-------- Ausgelesener Text --------

Gibt es eine Zukunft für Kurdistan?
von Vicken Chaterian
Im September 2017 organisierte die Kurdische Regionalregierung (KRG) ein Unabhängigkeitsreferendum für das von ihr verwaltete autonome Territorium im Nordirak. Trotz klarer Zustimmung (92,73 Prozent Ja-Stimmen bei einer Wahlbeteiligung von über 70 Prozent) blieb die Initiative folgenlos, denn die Zentralregierung in Bagdad weigerte sich, das Ergebnis anzuerkennen. Aber auch die Großmächte USA und Russland sowie die Nachbarstaaten Saudi-Arabien, Iran und Türkei reagierten ablehnend. Sie wollten eine Zerstückelung des Irak verhindern.

-------- Bereitgestellte Angaben --------

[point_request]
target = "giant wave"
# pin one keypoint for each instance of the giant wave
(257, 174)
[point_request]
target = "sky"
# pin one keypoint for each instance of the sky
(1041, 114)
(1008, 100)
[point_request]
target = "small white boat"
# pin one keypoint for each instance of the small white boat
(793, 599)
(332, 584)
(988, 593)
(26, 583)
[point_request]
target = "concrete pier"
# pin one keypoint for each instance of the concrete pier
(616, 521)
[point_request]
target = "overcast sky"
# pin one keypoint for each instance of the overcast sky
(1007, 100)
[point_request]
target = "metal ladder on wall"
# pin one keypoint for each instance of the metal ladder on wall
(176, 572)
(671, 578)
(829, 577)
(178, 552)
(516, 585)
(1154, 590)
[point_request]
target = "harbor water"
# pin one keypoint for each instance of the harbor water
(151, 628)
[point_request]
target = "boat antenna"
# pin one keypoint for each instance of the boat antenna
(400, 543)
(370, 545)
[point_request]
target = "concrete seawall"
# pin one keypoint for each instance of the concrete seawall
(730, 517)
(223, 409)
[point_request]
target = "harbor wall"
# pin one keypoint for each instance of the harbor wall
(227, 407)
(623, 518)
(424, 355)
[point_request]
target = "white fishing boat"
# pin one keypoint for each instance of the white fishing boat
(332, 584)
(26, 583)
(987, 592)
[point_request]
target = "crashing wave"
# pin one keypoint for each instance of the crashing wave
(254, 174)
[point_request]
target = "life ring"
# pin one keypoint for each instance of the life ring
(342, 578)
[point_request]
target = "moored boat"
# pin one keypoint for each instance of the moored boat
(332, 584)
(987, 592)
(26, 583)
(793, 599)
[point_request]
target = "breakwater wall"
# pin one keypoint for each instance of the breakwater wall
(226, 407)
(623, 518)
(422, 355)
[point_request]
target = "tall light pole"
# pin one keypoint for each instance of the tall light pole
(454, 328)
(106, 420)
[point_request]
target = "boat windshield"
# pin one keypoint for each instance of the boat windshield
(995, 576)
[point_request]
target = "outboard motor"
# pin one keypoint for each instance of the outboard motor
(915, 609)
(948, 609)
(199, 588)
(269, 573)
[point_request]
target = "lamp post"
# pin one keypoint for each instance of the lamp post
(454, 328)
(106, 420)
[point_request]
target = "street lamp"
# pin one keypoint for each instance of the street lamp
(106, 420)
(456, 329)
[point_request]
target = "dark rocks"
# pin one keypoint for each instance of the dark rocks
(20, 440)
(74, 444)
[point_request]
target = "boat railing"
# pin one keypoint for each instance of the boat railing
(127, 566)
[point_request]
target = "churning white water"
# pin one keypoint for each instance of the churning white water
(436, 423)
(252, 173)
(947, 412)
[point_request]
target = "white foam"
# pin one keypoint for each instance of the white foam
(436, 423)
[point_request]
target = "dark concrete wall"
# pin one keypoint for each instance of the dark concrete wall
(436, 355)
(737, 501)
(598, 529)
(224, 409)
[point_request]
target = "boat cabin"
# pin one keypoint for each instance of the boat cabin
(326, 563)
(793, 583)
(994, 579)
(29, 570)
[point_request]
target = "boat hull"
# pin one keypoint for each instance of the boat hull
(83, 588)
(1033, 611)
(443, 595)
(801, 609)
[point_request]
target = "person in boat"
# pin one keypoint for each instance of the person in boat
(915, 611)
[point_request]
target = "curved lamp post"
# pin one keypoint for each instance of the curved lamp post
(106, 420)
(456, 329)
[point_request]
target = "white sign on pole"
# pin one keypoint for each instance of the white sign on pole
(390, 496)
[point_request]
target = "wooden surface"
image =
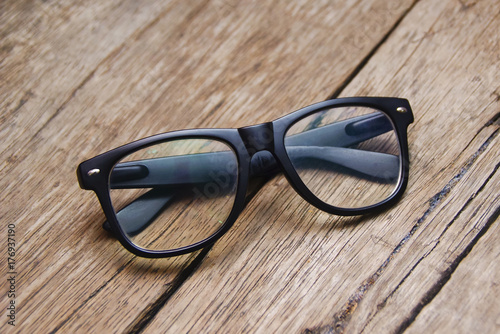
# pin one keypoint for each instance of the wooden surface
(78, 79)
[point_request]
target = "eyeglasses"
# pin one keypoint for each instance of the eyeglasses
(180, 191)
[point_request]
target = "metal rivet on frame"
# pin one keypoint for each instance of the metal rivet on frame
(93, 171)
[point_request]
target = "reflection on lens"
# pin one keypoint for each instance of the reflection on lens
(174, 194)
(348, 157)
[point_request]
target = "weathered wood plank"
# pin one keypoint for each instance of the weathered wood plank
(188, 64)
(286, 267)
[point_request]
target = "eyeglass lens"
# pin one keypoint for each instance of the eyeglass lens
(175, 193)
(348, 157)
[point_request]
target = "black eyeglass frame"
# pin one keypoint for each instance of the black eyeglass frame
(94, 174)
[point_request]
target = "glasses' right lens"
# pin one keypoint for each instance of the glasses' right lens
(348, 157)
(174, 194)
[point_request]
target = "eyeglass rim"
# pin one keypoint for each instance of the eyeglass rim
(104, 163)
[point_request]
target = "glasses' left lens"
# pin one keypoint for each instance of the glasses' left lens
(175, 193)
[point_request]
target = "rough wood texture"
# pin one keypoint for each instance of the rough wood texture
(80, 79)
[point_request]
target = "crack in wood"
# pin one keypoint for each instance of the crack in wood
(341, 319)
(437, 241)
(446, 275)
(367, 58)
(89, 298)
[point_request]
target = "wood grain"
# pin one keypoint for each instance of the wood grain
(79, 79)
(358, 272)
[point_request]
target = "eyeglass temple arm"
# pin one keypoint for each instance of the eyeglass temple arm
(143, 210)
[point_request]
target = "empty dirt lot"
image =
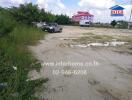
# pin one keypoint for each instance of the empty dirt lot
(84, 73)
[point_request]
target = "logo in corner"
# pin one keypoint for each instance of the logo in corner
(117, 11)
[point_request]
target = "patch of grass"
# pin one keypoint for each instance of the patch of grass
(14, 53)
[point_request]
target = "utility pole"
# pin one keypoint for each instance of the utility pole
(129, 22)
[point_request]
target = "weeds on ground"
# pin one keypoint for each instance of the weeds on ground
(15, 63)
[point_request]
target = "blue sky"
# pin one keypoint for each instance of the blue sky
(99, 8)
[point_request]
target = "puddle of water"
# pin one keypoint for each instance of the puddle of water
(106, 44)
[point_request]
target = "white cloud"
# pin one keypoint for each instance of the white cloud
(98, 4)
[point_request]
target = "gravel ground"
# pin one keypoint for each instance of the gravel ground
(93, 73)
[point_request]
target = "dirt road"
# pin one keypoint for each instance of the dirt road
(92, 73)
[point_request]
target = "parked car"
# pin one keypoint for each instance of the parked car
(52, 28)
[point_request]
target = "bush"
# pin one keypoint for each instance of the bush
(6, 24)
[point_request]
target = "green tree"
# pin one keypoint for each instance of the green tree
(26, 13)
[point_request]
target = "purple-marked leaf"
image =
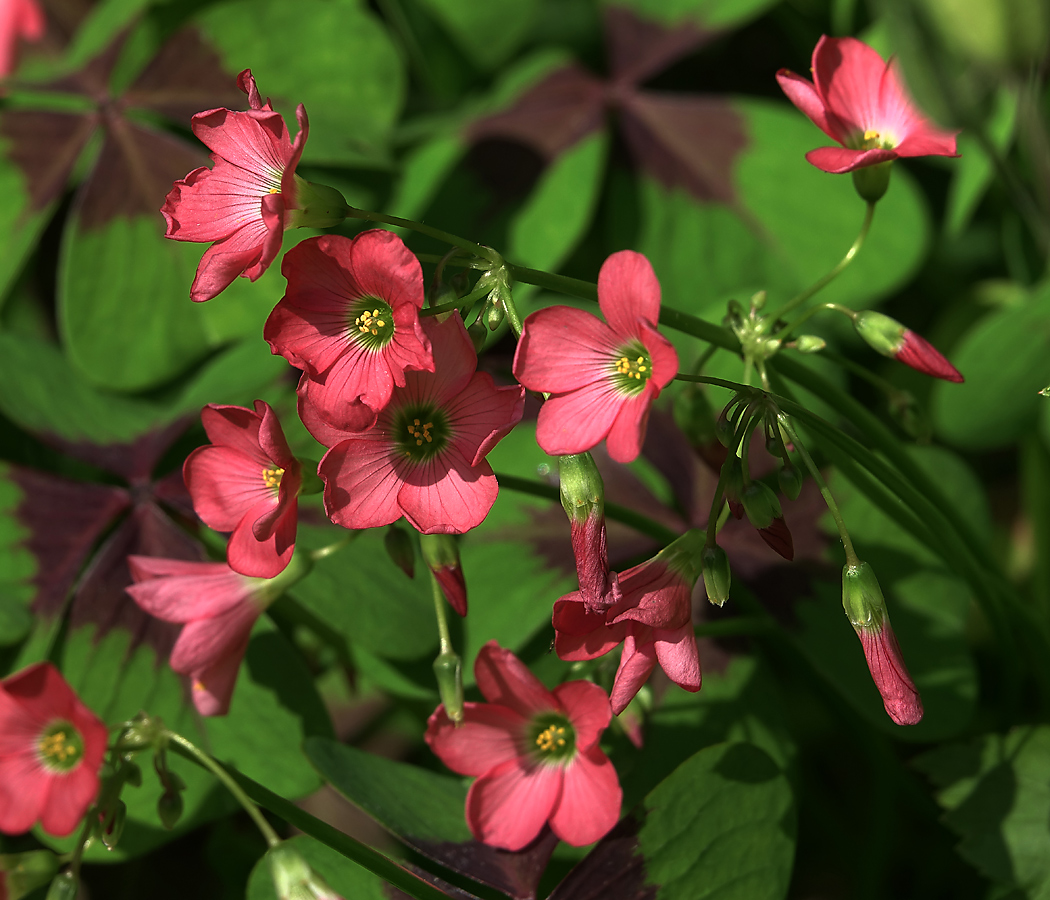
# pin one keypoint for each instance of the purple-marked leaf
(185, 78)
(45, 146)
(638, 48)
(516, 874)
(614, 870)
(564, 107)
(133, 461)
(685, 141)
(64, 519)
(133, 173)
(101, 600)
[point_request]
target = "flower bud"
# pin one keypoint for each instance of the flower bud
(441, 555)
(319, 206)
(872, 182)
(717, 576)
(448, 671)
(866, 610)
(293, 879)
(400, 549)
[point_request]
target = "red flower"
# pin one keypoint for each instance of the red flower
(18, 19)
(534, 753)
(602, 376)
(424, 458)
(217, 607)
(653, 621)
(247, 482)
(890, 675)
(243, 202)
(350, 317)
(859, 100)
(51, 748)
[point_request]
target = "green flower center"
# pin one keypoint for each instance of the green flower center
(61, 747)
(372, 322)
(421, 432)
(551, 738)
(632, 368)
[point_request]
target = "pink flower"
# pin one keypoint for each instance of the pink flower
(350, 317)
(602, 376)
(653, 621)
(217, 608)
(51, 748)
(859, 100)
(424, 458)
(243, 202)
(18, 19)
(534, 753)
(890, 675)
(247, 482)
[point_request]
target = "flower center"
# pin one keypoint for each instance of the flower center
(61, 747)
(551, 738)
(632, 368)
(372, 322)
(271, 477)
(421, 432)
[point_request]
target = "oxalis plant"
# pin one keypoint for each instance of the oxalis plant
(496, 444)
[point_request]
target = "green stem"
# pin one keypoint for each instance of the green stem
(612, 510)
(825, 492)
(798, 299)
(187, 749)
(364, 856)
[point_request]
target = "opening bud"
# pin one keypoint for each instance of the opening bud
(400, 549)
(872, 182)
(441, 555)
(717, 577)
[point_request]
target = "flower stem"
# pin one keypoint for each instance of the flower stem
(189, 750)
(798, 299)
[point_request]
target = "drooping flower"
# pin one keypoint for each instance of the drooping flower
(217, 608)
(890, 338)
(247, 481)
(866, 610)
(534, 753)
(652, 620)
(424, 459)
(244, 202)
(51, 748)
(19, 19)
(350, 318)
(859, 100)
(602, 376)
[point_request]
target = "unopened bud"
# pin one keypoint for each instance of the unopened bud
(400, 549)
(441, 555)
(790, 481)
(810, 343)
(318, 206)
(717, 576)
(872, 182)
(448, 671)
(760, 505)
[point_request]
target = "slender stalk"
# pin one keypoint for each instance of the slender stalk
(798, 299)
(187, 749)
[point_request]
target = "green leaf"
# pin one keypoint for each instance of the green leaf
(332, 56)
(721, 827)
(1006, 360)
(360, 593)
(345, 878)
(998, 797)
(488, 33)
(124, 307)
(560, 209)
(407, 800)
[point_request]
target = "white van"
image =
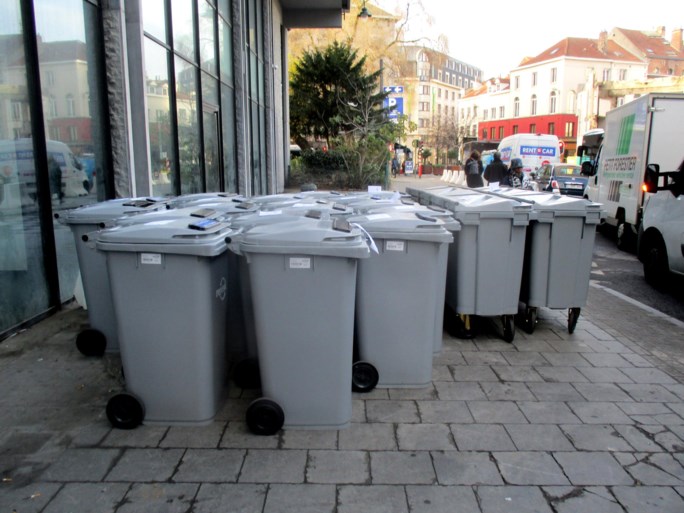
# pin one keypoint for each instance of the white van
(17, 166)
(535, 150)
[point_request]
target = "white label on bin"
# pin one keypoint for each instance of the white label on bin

--------

Schreiben Sie aus dem ausgelesenen Text den Abschnitt wortgetreu ab, der mit den Worten "von Vicken Chaterian" einsetzt. Hören Sie nach den Worten "des Irak verhindern." auf. Die Datensätze spielen hierfür keine Rolle.

Vollständige Ausgabe »
von Vicken Chaterian
Im September 2017 organisierte die Kurdische Regionalregierung (KRG) ein Unabhängigkeitsreferendum für das von ihr verwaltete autonome Territorium im Nordirak. Trotz klarer Zustimmung (92,73 Prozent Ja-Stimmen bei einer Wahlbeteiligung von über 70 Prozent) blieb die Initiative folgenlos, denn die Zentralregierung in Bagdad weigerte sich, das Ergebnis anzuerkennen. Aber auch die Großmächte USA und Russland sowie die Nachbarstaaten Saudi-Arabien, Iran und Türkei reagierten ablehnend. Sie wollten eine Zerstückelung des Irak verhindern.